Records provided
+ + + + +

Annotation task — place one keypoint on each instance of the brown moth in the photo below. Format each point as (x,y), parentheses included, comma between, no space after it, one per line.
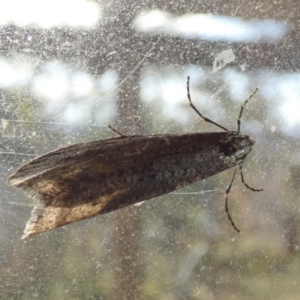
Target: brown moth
(84,180)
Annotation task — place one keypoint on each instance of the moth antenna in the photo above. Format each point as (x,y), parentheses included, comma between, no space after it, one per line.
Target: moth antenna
(116,131)
(197,111)
(242,109)
(226,202)
(245,184)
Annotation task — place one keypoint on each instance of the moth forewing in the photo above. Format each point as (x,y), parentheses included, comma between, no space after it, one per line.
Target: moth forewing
(84,180)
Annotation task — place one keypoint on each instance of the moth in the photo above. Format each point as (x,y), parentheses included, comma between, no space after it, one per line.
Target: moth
(84,180)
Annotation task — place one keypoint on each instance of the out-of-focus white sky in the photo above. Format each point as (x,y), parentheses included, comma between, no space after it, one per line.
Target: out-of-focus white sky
(49,13)
(58,84)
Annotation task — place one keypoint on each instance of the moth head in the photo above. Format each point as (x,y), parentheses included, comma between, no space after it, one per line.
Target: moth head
(237,145)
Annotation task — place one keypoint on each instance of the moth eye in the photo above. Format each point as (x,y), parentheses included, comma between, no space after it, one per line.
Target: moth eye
(228,149)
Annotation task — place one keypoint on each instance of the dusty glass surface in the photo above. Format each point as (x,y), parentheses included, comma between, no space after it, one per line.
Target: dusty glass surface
(68,69)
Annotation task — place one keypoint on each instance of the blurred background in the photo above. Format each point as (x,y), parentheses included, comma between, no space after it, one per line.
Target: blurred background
(68,69)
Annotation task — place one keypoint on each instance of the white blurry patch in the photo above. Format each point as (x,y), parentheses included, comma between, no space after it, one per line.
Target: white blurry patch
(82,84)
(290,109)
(52,84)
(223,59)
(14,72)
(210,27)
(76,114)
(49,13)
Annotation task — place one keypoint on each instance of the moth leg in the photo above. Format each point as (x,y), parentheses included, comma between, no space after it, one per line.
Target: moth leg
(245,184)
(226,202)
(197,111)
(116,131)
(242,109)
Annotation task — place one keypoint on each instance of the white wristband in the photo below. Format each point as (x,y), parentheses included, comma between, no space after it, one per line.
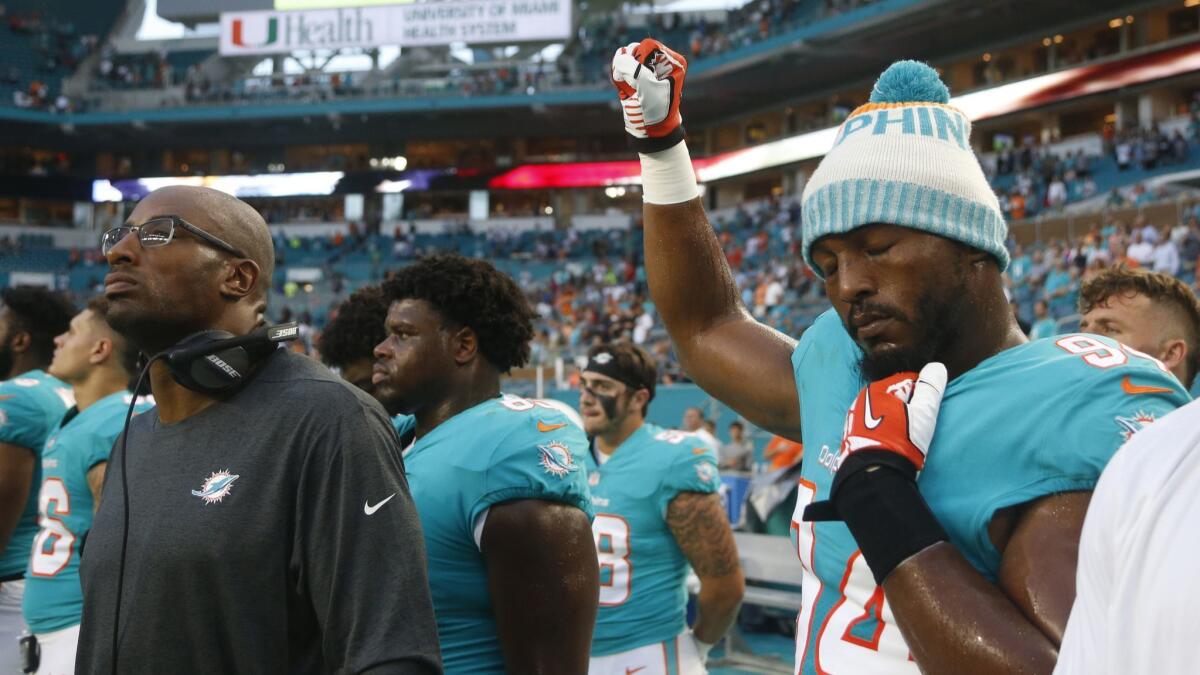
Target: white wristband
(667,177)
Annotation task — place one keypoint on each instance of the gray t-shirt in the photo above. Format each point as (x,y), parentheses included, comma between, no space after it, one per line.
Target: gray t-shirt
(273,532)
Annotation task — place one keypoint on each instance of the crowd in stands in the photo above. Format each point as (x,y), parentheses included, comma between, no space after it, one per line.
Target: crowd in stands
(595,286)
(1044,281)
(1033,179)
(135,71)
(58,48)
(582,63)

+ + + + +

Task objective
Copy out each line of the data containing the string "below".

Answer to the problem
Annotation task — place one keypoint on each instance of the brown moth in the photo below. Format each point as (x,y), parentheses included, comma between, no space after it, one per line.
Annotation task — place one keypoint on each instance of the white wristband in the photo below. Format each point as (x,y), parentheses included, comma between, no space after it, one per line.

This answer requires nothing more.